== Text section ==

This week feminists have been foaming at the mouth and getting their claws into the Oxford English Dictionary (OED) claiming that using, amongst others, “rabid” as an example for the use of the word “feminist” is mysoginystic, and that non-gender specific words such as “doctor” and “teacher” should be more commonplace. The implication is that institutions such as the OED are inherently sexist, and are representative of a wider problem throughout society.
The same breed of talking heads spent last Christmas invading our television screens through a cornucopia of clip shows crowing about how sexist sitcoms of the 1970s were, and that now everything is rosy in the garden (tended, no doubt, by a man who doesn’t mind getting his fingernails dirty). So, was television in the past demeaning to women and if so, have things really improved?
Whenever you think of the traditional British sitcom, you probably picture a suburban family, everything prim and proper, semi-detached house, man goes to work, wife looks after the house. You know, the Terry and June model.

===
== Stored rows ==

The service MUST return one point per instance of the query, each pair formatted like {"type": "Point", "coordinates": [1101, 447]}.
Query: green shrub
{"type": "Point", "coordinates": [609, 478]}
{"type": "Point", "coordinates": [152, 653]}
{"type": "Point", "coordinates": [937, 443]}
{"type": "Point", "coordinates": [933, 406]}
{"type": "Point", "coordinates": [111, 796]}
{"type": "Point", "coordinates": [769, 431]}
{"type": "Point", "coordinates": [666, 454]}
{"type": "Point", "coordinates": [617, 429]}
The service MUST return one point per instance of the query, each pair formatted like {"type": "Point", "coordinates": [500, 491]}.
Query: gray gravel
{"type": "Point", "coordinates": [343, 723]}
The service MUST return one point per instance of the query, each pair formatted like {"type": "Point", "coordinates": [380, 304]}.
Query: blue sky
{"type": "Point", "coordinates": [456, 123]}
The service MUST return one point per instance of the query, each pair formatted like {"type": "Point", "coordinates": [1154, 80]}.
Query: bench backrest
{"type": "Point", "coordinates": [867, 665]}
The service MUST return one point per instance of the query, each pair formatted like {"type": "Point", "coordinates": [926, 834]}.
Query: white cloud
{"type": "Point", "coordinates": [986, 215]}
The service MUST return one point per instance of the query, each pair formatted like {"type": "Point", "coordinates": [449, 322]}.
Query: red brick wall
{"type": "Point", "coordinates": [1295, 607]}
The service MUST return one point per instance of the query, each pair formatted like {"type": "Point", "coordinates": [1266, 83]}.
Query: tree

===

▸ **Exercise requirements**
1. From the commentary on the dictionary and sitcoms, list every word that appears inside quotation marks.
2. Write out the passage of the commentary on the dictionary and sitcoms that starts with "Whenever you think" and goes on through "and June model.", copying it word for word.

▸ **Answers for this exercise**
1. rabid, feminist, doctor, teacher

2.
Whenever you think of the traditional British sitcom, you probably picture a suburban family, everything prim and proper, semi-detached house, man goes to work, wife looks after the house. You know, the Terry and June model.